> _Records to use_
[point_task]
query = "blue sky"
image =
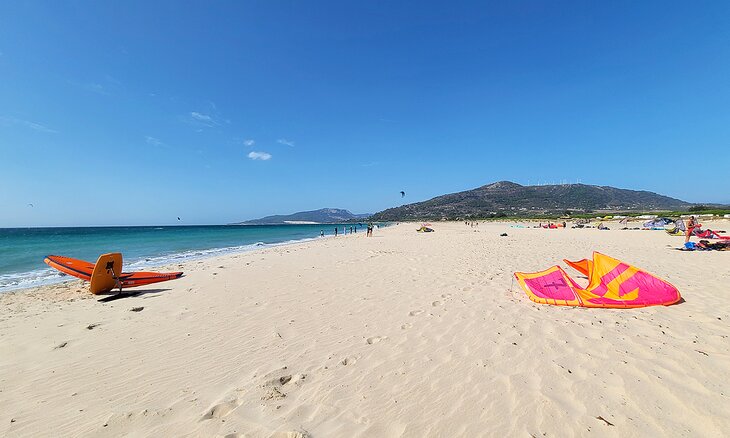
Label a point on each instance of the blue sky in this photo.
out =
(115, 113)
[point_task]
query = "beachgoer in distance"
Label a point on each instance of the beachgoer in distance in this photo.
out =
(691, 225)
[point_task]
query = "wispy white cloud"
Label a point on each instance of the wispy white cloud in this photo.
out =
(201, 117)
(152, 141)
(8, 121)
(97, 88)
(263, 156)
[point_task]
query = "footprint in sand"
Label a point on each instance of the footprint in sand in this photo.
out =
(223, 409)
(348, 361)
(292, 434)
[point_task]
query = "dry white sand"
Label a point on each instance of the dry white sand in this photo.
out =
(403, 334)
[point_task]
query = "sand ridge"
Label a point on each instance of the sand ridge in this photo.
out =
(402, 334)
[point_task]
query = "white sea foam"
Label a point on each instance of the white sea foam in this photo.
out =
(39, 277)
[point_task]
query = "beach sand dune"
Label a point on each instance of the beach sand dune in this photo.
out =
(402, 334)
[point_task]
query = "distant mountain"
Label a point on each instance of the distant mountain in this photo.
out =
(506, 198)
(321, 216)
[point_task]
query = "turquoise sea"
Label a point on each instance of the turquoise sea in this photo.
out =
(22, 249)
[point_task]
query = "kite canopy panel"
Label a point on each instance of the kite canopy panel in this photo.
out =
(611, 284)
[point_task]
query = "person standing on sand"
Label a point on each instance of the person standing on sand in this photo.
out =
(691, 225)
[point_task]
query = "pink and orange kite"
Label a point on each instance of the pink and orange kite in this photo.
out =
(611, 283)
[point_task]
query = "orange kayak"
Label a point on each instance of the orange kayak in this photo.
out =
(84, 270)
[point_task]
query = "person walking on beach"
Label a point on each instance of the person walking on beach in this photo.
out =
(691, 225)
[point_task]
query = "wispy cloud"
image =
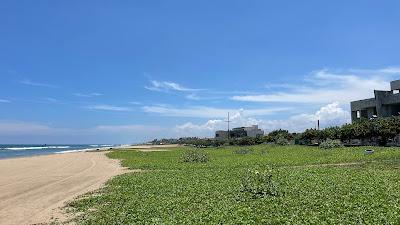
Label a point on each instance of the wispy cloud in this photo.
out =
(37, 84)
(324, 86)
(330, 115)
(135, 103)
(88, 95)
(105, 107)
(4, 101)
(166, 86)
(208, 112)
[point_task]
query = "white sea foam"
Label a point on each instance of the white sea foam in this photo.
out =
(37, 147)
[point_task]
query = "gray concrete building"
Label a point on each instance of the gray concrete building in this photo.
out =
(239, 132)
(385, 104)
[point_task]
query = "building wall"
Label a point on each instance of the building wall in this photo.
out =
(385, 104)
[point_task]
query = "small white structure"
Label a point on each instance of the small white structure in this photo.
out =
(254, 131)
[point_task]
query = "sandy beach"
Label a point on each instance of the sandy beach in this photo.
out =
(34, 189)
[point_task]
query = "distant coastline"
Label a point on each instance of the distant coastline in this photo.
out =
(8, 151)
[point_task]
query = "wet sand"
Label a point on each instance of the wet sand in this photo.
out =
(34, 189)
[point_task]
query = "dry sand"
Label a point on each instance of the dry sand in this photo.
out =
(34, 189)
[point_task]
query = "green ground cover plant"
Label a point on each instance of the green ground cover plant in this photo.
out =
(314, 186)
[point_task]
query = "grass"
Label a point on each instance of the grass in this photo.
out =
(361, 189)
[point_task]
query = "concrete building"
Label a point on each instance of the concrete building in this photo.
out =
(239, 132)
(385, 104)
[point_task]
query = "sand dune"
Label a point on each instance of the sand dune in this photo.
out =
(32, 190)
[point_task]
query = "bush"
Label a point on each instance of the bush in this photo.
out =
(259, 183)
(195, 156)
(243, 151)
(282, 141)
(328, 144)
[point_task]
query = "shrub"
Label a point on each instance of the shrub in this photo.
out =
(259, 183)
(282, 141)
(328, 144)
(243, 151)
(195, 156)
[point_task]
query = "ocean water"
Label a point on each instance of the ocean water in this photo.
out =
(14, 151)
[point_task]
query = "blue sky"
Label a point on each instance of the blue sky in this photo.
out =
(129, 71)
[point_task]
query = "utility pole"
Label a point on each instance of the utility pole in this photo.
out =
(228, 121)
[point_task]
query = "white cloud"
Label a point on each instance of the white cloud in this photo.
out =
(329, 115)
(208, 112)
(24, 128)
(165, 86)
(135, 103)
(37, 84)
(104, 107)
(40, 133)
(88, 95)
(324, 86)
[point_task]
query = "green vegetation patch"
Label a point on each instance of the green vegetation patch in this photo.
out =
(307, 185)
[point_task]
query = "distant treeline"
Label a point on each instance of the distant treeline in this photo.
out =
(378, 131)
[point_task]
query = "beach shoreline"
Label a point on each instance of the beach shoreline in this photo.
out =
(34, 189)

...

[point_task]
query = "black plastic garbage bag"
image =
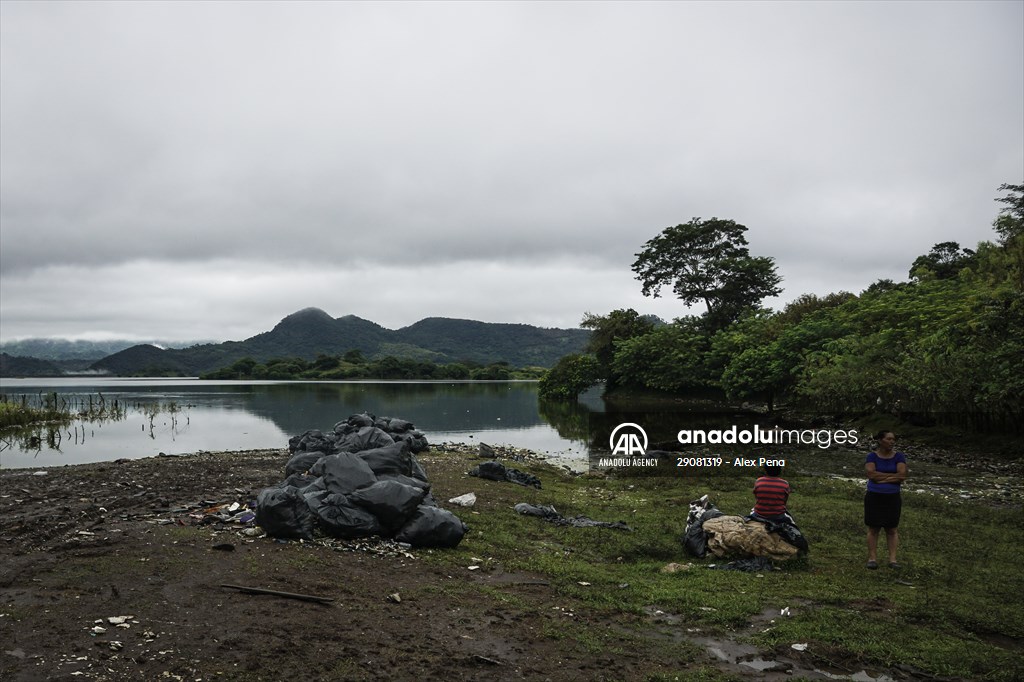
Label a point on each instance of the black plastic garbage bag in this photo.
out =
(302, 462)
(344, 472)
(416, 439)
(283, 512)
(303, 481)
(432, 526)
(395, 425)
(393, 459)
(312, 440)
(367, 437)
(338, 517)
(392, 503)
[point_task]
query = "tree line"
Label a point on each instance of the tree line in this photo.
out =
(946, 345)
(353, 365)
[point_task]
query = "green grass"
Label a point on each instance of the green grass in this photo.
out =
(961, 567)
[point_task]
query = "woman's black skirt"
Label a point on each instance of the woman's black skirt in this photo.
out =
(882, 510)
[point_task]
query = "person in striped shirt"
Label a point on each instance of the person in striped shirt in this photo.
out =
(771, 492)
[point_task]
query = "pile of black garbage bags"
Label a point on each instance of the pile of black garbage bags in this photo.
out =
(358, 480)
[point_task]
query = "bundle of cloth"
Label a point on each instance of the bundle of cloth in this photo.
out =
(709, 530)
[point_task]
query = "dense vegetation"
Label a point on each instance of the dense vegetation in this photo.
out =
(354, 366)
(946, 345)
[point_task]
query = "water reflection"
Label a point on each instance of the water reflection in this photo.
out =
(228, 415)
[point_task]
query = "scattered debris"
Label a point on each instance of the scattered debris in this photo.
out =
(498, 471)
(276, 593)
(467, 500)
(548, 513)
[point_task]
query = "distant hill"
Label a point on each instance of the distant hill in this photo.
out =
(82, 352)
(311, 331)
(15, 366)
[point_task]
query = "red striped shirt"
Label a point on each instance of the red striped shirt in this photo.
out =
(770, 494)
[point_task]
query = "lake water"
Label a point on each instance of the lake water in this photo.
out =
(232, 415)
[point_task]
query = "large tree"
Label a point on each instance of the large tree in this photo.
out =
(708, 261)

> _Work order_
Search term "bags": return each line of the data that contains it.

> _Solution_
query = "pile of black garbage bags"
Label a point on each instance of the pile of black garbage bags in this photo.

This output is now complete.